··· MATERIAL FOR THE TASK ···
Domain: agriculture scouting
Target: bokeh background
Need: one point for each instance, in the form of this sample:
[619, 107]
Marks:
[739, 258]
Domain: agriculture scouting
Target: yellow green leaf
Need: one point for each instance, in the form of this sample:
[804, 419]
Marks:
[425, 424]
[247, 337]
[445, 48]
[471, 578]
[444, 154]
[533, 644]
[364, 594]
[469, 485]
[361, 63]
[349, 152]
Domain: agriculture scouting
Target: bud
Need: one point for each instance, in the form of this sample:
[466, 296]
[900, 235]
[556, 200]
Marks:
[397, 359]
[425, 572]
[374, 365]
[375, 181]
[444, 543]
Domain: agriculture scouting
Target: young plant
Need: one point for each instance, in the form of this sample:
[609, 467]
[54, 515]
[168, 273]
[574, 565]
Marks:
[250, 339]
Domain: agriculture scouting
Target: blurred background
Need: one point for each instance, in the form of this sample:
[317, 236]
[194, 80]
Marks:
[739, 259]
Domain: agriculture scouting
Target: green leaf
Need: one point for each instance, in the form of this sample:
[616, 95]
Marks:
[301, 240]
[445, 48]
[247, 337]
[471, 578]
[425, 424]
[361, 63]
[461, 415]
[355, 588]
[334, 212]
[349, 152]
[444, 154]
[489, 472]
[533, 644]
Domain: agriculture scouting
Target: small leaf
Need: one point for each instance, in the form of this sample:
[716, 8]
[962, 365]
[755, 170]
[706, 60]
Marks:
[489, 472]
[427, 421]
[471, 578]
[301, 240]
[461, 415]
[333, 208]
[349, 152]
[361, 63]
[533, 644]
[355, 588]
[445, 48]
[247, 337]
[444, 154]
···
··· MATERIAL FOR THE TASK ···
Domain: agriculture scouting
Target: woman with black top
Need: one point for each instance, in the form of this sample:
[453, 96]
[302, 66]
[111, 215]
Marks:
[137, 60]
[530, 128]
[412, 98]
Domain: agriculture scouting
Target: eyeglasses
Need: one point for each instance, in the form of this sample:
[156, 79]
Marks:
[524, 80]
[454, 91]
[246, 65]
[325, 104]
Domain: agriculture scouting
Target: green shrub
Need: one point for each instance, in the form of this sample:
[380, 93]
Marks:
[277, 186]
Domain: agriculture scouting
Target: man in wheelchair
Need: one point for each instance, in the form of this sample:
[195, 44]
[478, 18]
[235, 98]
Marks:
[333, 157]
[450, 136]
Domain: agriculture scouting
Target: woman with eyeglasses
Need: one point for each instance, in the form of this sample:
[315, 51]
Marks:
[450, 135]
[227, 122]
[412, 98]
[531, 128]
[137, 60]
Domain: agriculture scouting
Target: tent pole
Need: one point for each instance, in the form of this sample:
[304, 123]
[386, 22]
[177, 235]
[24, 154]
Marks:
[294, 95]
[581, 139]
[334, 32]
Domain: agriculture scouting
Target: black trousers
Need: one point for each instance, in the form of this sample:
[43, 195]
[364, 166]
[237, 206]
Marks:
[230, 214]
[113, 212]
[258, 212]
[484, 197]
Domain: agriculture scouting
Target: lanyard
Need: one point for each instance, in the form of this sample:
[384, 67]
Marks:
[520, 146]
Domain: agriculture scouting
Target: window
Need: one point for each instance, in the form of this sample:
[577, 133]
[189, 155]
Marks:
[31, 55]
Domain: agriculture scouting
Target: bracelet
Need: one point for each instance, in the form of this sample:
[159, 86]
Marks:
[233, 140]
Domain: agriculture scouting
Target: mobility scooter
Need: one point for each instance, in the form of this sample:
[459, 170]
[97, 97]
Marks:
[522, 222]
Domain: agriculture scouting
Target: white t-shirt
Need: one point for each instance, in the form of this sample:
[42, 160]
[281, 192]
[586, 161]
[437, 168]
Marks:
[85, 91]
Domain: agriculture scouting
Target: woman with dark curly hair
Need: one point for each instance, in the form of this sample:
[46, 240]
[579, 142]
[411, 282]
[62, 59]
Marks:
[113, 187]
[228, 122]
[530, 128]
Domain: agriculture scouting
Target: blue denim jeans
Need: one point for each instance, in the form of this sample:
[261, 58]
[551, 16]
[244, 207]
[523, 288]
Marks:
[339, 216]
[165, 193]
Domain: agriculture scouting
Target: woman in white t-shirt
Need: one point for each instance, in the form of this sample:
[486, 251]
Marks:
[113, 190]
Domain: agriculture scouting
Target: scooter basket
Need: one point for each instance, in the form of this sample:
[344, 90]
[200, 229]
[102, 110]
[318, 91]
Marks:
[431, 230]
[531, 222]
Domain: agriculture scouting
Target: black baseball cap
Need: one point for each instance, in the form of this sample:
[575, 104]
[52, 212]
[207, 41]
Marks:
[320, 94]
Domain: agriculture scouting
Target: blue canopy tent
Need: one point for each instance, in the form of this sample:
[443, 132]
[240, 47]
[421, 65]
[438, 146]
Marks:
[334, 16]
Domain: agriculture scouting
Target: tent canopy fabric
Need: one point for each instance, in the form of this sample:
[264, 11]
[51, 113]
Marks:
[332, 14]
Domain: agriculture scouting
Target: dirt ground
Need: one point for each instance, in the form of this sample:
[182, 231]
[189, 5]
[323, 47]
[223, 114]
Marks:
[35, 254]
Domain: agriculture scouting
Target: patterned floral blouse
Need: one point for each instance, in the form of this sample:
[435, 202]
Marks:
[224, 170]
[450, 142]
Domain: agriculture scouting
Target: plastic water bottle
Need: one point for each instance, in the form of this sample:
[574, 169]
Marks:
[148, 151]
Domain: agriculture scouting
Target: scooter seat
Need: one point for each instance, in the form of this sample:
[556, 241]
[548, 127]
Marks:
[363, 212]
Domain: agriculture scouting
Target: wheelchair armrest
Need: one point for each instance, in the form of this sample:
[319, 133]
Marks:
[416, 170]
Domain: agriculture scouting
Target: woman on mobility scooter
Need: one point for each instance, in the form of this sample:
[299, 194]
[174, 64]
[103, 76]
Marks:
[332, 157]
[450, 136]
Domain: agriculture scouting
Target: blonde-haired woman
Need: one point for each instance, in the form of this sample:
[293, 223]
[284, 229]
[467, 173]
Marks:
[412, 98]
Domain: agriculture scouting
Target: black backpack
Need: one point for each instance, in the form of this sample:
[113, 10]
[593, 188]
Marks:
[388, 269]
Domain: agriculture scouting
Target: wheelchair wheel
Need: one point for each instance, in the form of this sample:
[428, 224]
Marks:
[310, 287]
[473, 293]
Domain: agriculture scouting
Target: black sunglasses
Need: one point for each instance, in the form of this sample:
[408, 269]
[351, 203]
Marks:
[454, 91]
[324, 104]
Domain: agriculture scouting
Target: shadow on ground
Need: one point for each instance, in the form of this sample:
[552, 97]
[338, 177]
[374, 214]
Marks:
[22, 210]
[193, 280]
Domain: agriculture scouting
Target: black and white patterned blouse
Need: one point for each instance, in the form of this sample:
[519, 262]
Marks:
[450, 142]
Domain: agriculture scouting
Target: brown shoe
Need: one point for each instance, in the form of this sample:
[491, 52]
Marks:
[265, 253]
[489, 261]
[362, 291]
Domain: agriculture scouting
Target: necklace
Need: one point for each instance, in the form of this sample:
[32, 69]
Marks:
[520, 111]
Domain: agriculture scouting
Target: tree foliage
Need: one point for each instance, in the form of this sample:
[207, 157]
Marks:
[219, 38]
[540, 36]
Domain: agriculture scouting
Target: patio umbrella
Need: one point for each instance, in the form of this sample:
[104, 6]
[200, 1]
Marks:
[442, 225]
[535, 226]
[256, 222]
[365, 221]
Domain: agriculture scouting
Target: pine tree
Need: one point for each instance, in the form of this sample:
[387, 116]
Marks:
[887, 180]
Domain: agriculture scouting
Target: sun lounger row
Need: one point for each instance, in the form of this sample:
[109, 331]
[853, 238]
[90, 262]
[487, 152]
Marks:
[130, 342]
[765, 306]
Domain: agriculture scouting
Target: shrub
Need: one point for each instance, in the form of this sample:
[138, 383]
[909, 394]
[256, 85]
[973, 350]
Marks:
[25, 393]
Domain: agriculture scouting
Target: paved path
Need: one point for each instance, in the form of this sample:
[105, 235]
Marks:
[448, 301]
···
··· MATERIAL FOR THE TASK ···
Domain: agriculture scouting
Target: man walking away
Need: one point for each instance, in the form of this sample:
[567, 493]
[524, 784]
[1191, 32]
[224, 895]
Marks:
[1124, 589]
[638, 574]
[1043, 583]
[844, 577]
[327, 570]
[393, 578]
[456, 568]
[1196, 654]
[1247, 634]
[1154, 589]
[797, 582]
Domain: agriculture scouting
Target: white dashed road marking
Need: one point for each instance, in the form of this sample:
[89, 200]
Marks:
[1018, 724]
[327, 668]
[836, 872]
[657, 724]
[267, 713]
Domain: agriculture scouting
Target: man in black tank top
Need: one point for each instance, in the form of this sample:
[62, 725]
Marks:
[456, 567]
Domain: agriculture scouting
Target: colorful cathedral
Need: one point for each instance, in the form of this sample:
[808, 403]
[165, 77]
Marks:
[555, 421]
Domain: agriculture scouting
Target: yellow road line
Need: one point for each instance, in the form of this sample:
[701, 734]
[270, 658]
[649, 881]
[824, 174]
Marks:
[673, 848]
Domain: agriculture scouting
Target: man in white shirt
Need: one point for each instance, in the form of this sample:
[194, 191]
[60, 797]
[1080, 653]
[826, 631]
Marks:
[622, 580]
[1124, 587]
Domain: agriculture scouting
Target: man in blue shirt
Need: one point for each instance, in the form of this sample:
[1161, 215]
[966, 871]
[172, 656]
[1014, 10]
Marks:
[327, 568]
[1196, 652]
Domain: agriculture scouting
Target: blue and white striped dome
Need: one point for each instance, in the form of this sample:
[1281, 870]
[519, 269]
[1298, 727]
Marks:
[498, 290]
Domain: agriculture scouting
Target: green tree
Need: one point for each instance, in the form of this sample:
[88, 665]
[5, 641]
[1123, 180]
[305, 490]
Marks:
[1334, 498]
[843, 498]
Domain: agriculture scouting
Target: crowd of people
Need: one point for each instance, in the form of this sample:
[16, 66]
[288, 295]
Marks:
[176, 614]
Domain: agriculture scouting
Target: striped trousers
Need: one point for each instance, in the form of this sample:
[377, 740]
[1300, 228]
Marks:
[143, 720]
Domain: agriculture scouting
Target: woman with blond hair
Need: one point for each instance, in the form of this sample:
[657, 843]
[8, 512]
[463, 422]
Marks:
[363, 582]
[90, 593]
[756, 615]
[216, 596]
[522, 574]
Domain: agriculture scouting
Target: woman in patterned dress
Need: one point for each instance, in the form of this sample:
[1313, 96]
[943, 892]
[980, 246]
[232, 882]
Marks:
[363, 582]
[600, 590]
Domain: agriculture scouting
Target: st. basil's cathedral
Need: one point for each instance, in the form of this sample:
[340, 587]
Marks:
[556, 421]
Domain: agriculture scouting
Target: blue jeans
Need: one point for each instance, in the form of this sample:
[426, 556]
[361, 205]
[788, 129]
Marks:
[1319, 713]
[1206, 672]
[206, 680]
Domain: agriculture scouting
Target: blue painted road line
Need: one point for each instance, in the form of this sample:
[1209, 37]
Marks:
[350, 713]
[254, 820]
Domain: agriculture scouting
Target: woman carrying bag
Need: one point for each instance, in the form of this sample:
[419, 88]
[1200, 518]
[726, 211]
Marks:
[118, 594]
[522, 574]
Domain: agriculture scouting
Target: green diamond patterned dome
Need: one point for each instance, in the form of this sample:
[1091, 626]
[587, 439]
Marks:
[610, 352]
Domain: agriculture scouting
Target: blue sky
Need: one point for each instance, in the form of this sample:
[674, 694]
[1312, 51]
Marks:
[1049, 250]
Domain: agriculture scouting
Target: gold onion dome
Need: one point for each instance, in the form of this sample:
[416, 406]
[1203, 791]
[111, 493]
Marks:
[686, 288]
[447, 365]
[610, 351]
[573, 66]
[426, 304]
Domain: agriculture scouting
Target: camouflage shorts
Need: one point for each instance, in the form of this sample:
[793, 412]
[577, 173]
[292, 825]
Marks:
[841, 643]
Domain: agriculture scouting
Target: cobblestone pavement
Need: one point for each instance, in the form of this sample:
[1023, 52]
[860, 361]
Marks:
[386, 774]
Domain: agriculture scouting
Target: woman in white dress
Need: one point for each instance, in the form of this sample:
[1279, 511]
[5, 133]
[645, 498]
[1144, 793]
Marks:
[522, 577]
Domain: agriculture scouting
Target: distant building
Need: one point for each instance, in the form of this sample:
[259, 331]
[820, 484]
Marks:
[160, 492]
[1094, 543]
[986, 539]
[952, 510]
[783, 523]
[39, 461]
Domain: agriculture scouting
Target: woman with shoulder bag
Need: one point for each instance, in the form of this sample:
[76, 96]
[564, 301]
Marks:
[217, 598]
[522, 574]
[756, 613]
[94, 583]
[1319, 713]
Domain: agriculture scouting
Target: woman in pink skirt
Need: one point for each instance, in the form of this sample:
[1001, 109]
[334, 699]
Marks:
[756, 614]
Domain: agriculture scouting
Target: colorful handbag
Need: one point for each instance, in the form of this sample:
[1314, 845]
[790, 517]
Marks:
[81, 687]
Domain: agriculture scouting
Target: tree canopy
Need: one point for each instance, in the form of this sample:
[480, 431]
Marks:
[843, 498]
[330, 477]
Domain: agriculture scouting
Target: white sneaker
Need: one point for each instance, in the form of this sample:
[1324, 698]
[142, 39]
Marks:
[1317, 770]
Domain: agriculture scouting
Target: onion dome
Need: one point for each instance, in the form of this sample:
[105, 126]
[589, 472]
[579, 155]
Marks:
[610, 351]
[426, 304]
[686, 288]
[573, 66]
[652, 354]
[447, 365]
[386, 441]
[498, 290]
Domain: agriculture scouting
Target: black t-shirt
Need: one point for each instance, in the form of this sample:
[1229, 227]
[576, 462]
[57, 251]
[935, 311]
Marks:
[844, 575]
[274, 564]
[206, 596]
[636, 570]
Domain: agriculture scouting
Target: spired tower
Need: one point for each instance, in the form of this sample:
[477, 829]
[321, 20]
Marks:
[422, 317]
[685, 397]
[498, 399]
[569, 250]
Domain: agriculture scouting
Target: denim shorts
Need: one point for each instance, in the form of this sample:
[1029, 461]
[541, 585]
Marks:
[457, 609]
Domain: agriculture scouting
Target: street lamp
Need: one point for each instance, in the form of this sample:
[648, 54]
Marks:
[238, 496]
···
• AIM OF THE EXERCISE
Please count the lines in the records above that contain the word "wheelchair", matching case exactly, and give only that number.

• ANSWER IN FULL
3